**Goal:**
Reproduce every line of the records below verbatim, with no changes.

**Information provided:**
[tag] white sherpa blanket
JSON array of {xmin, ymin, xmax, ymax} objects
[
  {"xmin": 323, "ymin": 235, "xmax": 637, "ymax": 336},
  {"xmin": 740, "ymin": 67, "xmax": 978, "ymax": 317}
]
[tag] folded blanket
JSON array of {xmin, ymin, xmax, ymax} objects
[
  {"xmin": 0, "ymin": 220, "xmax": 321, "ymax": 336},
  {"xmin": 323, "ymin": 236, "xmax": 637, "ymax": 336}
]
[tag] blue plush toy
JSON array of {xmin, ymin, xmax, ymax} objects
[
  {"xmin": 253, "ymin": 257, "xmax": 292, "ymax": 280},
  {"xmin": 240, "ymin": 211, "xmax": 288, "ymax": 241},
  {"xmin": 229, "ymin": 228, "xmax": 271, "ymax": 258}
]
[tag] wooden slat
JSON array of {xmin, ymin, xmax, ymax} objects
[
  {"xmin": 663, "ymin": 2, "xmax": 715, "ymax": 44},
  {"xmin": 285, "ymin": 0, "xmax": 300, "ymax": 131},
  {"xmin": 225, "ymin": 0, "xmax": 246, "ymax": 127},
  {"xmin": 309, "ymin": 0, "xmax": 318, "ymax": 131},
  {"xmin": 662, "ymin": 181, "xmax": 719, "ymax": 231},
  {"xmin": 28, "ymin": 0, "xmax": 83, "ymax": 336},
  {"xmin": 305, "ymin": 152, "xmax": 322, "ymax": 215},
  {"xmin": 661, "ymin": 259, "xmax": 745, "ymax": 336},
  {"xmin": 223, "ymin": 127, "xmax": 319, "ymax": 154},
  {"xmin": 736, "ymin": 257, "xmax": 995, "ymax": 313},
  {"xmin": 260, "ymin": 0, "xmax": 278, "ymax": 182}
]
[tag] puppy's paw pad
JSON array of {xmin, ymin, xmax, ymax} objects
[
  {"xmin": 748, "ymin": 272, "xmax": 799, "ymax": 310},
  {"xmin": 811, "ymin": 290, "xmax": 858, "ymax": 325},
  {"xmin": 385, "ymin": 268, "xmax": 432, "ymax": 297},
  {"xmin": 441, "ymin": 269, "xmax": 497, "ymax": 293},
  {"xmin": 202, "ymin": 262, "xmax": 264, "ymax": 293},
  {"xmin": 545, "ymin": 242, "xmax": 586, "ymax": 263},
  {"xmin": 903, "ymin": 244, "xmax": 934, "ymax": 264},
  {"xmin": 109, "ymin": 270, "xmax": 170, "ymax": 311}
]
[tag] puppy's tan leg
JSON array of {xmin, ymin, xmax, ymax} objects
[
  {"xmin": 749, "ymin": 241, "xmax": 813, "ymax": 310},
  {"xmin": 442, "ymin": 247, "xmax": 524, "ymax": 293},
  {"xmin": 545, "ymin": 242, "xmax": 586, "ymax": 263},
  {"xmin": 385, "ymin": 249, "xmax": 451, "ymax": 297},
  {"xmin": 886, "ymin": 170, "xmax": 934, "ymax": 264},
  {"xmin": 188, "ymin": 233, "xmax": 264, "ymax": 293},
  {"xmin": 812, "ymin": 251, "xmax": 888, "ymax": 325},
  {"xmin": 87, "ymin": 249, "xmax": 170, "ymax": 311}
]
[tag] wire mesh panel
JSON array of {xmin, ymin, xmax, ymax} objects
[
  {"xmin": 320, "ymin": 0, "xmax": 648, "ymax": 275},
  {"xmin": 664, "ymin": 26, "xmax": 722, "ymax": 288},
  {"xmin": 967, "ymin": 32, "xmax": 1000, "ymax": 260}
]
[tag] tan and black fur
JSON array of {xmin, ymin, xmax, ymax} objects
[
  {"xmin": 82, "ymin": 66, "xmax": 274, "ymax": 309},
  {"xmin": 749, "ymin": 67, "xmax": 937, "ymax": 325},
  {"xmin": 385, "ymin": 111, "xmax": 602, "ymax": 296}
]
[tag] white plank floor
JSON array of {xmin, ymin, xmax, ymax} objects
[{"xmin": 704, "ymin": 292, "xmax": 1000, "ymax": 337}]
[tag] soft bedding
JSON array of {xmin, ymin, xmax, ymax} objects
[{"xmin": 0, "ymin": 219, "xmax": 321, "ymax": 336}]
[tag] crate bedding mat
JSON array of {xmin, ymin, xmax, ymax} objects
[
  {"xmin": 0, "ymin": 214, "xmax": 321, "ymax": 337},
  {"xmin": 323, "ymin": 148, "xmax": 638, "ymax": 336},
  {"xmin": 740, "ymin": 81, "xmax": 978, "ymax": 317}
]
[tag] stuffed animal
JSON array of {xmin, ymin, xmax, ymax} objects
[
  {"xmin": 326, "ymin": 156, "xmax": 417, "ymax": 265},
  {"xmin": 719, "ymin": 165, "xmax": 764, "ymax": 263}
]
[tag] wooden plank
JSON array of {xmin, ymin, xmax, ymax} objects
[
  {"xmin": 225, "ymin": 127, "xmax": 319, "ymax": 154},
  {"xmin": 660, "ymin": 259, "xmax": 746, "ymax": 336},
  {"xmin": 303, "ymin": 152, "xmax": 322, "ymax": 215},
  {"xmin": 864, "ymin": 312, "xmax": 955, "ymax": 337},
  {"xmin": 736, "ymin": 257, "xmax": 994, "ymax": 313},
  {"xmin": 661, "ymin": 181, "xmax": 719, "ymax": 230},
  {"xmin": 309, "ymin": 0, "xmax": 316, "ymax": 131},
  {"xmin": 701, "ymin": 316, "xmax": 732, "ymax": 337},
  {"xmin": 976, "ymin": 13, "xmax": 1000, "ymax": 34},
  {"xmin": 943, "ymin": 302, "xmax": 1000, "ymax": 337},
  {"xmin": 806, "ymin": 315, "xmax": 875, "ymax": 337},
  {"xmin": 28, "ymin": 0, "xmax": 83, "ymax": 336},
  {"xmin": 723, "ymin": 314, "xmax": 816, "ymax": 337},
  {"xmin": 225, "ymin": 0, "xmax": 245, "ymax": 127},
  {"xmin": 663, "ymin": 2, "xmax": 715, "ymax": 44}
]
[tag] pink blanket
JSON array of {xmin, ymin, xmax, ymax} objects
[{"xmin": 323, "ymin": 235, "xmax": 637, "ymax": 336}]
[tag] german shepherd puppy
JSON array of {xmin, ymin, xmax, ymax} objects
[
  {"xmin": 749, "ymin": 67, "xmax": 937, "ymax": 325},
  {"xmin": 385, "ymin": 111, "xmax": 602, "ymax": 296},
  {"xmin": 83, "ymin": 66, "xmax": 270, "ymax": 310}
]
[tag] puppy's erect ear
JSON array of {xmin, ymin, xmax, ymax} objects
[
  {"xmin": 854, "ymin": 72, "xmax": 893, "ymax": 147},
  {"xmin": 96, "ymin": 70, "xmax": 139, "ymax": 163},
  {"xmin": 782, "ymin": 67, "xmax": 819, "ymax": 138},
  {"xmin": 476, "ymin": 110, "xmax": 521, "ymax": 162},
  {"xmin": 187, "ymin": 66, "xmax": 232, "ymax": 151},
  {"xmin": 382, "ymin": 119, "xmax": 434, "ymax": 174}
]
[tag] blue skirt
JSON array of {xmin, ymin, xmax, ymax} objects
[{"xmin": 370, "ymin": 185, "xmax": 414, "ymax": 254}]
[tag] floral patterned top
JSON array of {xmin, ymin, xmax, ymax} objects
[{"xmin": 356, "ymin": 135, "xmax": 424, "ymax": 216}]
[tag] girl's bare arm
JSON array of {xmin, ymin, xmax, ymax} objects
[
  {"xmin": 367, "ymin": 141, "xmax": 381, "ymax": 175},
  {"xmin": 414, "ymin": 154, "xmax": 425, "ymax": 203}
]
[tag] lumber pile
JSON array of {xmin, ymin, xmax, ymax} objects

**Correct answer:**
[tag] white sherpa blanket
JSON array of {xmin, ymin, xmax, ymax} objects
[
  {"xmin": 323, "ymin": 235, "xmax": 637, "ymax": 336},
  {"xmin": 740, "ymin": 67, "xmax": 978, "ymax": 317}
]
[tag] folded blanket
JSON array of {xmin, ymin, xmax, ymax} objects
[
  {"xmin": 0, "ymin": 220, "xmax": 321, "ymax": 336},
  {"xmin": 323, "ymin": 236, "xmax": 637, "ymax": 336}
]
[tag] blue plush toy
JSON array of {xmin, ymin, xmax, ymax} objects
[
  {"xmin": 253, "ymin": 257, "xmax": 292, "ymax": 280},
  {"xmin": 240, "ymin": 211, "xmax": 288, "ymax": 241},
  {"xmin": 229, "ymin": 228, "xmax": 271, "ymax": 258}
]
[tag] wooden slat
JSON array of {xmin, ymin, xmax, ymax} objects
[
  {"xmin": 663, "ymin": 2, "xmax": 715, "ymax": 44},
  {"xmin": 285, "ymin": 0, "xmax": 300, "ymax": 131},
  {"xmin": 225, "ymin": 0, "xmax": 246, "ymax": 127},
  {"xmin": 309, "ymin": 0, "xmax": 318, "ymax": 131},
  {"xmin": 662, "ymin": 181, "xmax": 719, "ymax": 231},
  {"xmin": 28, "ymin": 0, "xmax": 83, "ymax": 336},
  {"xmin": 305, "ymin": 152, "xmax": 322, "ymax": 215},
  {"xmin": 661, "ymin": 259, "xmax": 745, "ymax": 336},
  {"xmin": 223, "ymin": 127, "xmax": 319, "ymax": 154},
  {"xmin": 736, "ymin": 257, "xmax": 995, "ymax": 313},
  {"xmin": 260, "ymin": 0, "xmax": 278, "ymax": 182}
]
[tag] puppy's paw pad
JSON array of {xmin, ymin, xmax, ymax} objects
[
  {"xmin": 748, "ymin": 272, "xmax": 799, "ymax": 310},
  {"xmin": 811, "ymin": 290, "xmax": 858, "ymax": 325},
  {"xmin": 385, "ymin": 268, "xmax": 432, "ymax": 297},
  {"xmin": 441, "ymin": 269, "xmax": 497, "ymax": 293},
  {"xmin": 202, "ymin": 262, "xmax": 264, "ymax": 293},
  {"xmin": 545, "ymin": 242, "xmax": 586, "ymax": 263},
  {"xmin": 903, "ymin": 244, "xmax": 934, "ymax": 264},
  {"xmin": 109, "ymin": 270, "xmax": 170, "ymax": 311}
]
[tag] puppy's tan leg
JSON array of {xmin, ymin, xmax, ymax} objects
[
  {"xmin": 749, "ymin": 241, "xmax": 813, "ymax": 310},
  {"xmin": 442, "ymin": 247, "xmax": 524, "ymax": 293},
  {"xmin": 545, "ymin": 242, "xmax": 586, "ymax": 263},
  {"xmin": 385, "ymin": 249, "xmax": 451, "ymax": 297},
  {"xmin": 886, "ymin": 170, "xmax": 934, "ymax": 264},
  {"xmin": 188, "ymin": 233, "xmax": 264, "ymax": 293},
  {"xmin": 812, "ymin": 251, "xmax": 888, "ymax": 325},
  {"xmin": 87, "ymin": 249, "xmax": 170, "ymax": 311}
]
[tag] wire mesh panel
JSON array of {xmin, ymin, xmax, ymax} objects
[
  {"xmin": 320, "ymin": 0, "xmax": 648, "ymax": 275},
  {"xmin": 664, "ymin": 26, "xmax": 722, "ymax": 288},
  {"xmin": 967, "ymin": 32, "xmax": 1000, "ymax": 260}
]
[tag] tan and black fur
JSON array of {xmin, ymin, xmax, ymax} objects
[
  {"xmin": 82, "ymin": 66, "xmax": 274, "ymax": 309},
  {"xmin": 749, "ymin": 67, "xmax": 937, "ymax": 325},
  {"xmin": 385, "ymin": 111, "xmax": 602, "ymax": 296}
]
[tag] white plank floor
JSON array of {xmin, ymin, xmax, ymax} objects
[{"xmin": 704, "ymin": 292, "xmax": 1000, "ymax": 337}]
[tag] soft bedding
JSON array of {xmin, ymin, xmax, ymax} objects
[{"xmin": 0, "ymin": 219, "xmax": 321, "ymax": 336}]
[tag] crate bedding mat
JSON array of {xmin, ymin, xmax, ymax} objects
[
  {"xmin": 0, "ymin": 214, "xmax": 321, "ymax": 337},
  {"xmin": 323, "ymin": 148, "xmax": 638, "ymax": 336},
  {"xmin": 740, "ymin": 81, "xmax": 978, "ymax": 317}
]
[tag] stuffed animal
JSON array of {xmin, ymin, xmax, ymax} objects
[
  {"xmin": 326, "ymin": 156, "xmax": 417, "ymax": 265},
  {"xmin": 719, "ymin": 165, "xmax": 764, "ymax": 263}
]
[tag] wooden plank
JSON array of {xmin, ymin, xmax, ymax} objects
[
  {"xmin": 225, "ymin": 127, "xmax": 319, "ymax": 154},
  {"xmin": 660, "ymin": 259, "xmax": 746, "ymax": 336},
  {"xmin": 303, "ymin": 152, "xmax": 322, "ymax": 215},
  {"xmin": 864, "ymin": 312, "xmax": 955, "ymax": 337},
  {"xmin": 736, "ymin": 257, "xmax": 994, "ymax": 313},
  {"xmin": 661, "ymin": 181, "xmax": 719, "ymax": 230},
  {"xmin": 309, "ymin": 0, "xmax": 316, "ymax": 131},
  {"xmin": 701, "ymin": 316, "xmax": 732, "ymax": 337},
  {"xmin": 976, "ymin": 13, "xmax": 1000, "ymax": 34},
  {"xmin": 943, "ymin": 302, "xmax": 1000, "ymax": 337},
  {"xmin": 806, "ymin": 315, "xmax": 875, "ymax": 337},
  {"xmin": 28, "ymin": 0, "xmax": 83, "ymax": 336},
  {"xmin": 723, "ymin": 314, "xmax": 816, "ymax": 337},
  {"xmin": 225, "ymin": 0, "xmax": 245, "ymax": 127},
  {"xmin": 663, "ymin": 2, "xmax": 715, "ymax": 44}
]
[tag] pink blanket
JSON array of {xmin, ymin, xmax, ymax} objects
[{"xmin": 323, "ymin": 235, "xmax": 637, "ymax": 336}]
[tag] german shepherd puppy
JSON array of {xmin, ymin, xmax, ymax} objects
[
  {"xmin": 749, "ymin": 67, "xmax": 937, "ymax": 325},
  {"xmin": 385, "ymin": 111, "xmax": 602, "ymax": 296},
  {"xmin": 83, "ymin": 66, "xmax": 270, "ymax": 310}
]
[tag] puppy's erect ear
JSON array of {xmin, ymin, xmax, ymax} objects
[
  {"xmin": 854, "ymin": 72, "xmax": 893, "ymax": 147},
  {"xmin": 96, "ymin": 70, "xmax": 139, "ymax": 163},
  {"xmin": 782, "ymin": 67, "xmax": 819, "ymax": 138},
  {"xmin": 476, "ymin": 110, "xmax": 521, "ymax": 162},
  {"xmin": 187, "ymin": 66, "xmax": 232, "ymax": 151},
  {"xmin": 382, "ymin": 119, "xmax": 434, "ymax": 174}
]
[tag] blue skirt
JSON array of {xmin, ymin, xmax, ymax} objects
[{"xmin": 370, "ymin": 185, "xmax": 414, "ymax": 254}]
[tag] floral patterned top
JSON array of {xmin, ymin, xmax, ymax} objects
[{"xmin": 356, "ymin": 135, "xmax": 424, "ymax": 216}]
[tag] girl's bare arm
JSON array of {xmin, ymin, xmax, ymax} objects
[
  {"xmin": 367, "ymin": 141, "xmax": 381, "ymax": 175},
  {"xmin": 414, "ymin": 154, "xmax": 425, "ymax": 203}
]
[tag] lumber pile
JSON array of {xmin, ymin, xmax, ymax} objects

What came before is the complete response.